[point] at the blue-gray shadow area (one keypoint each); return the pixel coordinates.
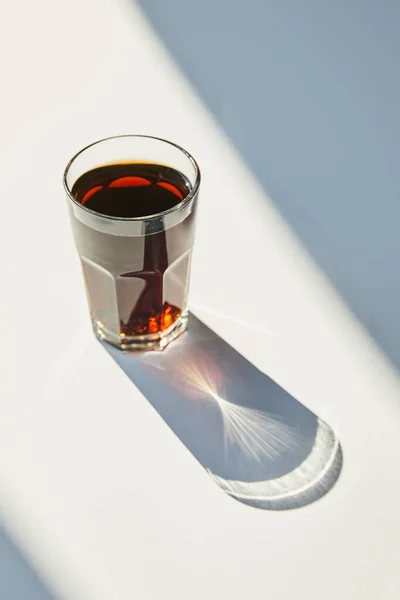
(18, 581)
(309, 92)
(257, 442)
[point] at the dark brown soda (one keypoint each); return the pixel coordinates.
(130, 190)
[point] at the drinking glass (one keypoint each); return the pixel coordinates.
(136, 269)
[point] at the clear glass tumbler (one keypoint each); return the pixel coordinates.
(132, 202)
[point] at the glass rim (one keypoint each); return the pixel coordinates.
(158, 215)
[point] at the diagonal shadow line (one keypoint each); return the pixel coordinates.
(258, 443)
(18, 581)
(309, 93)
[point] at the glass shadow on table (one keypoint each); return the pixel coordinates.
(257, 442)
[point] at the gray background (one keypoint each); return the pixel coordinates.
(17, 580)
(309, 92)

==

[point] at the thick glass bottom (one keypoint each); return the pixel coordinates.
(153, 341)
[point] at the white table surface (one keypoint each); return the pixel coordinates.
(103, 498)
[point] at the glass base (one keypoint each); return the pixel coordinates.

§ EXERCISE DIRECTIONS: Scan the entries above for the line containing "[point] at the thick", and copy it and all lines after it exactly, down to and including the line containing "[point] at the glass base".

§ OUTPUT BELOW:
[point] at the thick glass bottom (one keypoint each); return the pixel coordinates.
(153, 341)
[point] at the white table surface (one keypoint each); return the pixel coordinates.
(103, 498)
[point] at the glass base (one keypoint each); return the pixel coordinates.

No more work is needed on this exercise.